BRIEF: Repeat, character for character, everything in the rows below from the line containing "A rule for this batch: each instance of the eroded" down to the line containing "column 281, row 255", with both of those lines included.

INPUT FOR THIS TASK:
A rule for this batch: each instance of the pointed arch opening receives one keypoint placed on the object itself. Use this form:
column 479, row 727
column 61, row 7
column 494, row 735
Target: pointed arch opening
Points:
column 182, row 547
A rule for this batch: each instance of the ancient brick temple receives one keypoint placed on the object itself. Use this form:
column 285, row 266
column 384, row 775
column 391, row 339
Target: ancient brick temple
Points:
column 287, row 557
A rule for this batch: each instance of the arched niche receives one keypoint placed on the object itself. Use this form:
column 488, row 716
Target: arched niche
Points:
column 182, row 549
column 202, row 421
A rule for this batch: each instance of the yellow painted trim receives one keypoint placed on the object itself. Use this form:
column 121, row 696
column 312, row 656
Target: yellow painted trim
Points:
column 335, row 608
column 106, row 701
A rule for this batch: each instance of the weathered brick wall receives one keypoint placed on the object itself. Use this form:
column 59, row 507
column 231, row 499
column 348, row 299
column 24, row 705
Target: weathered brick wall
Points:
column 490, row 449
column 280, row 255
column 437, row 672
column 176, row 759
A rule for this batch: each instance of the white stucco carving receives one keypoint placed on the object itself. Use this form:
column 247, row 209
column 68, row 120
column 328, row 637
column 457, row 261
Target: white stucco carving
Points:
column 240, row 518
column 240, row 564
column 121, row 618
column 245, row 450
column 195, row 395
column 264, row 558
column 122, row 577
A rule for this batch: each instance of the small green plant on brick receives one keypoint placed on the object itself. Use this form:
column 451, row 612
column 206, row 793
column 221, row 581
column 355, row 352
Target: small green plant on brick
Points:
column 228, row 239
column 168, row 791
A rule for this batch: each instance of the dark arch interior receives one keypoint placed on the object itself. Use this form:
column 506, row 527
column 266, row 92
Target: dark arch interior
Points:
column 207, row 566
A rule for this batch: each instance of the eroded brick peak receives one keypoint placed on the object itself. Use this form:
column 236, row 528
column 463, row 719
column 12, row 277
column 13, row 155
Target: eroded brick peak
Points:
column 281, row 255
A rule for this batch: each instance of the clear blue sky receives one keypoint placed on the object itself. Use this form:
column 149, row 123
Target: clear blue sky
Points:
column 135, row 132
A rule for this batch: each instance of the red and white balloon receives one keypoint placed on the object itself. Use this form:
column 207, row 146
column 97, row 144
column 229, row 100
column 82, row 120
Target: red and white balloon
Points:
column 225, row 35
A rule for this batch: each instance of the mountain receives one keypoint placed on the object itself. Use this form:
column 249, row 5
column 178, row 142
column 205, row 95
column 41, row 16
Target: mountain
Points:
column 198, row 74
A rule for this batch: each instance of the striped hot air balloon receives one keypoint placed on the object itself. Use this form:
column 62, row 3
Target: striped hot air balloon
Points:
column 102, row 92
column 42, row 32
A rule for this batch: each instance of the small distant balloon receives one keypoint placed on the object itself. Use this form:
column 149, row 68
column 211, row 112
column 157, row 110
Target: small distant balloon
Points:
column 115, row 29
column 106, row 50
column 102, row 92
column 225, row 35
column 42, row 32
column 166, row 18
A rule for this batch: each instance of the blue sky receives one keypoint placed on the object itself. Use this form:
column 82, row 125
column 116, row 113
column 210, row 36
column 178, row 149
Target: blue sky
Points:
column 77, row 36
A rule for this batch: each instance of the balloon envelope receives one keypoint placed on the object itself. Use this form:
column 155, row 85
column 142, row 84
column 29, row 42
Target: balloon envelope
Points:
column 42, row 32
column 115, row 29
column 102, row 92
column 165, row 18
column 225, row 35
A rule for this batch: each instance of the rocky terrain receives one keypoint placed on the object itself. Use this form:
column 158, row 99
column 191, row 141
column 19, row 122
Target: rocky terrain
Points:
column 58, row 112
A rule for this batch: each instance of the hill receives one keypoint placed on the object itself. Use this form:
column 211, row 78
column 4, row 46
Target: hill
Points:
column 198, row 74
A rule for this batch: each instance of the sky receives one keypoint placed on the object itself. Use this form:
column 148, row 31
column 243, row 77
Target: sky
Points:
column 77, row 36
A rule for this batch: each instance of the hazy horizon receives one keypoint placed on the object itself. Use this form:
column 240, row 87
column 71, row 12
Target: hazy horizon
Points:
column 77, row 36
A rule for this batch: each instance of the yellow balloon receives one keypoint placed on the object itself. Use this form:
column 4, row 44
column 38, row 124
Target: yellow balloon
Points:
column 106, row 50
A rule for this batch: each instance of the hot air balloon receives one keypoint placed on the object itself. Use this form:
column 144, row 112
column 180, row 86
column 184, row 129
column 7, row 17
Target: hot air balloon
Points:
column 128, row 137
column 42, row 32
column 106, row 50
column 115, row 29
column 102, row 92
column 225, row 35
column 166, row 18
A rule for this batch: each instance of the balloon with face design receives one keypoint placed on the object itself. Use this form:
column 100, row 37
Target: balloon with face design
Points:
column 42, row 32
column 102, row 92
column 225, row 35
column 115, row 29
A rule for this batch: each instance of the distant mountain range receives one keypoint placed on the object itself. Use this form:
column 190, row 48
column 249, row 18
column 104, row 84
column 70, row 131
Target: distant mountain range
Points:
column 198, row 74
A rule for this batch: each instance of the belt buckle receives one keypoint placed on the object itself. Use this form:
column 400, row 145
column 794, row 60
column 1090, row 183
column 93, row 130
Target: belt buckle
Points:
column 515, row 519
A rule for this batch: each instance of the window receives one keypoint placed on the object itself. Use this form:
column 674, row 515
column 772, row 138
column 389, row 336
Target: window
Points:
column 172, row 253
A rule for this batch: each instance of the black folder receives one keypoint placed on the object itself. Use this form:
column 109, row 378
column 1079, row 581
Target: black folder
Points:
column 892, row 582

THE RESPONSE:
A rule for this batch: each instance of the eroded brick peak receives one keypoint placed on the object itself. Use this form:
column 236, row 528
column 463, row 719
column 12, row 277
column 13, row 155
Target: eroded brick peak
Points:
column 281, row 255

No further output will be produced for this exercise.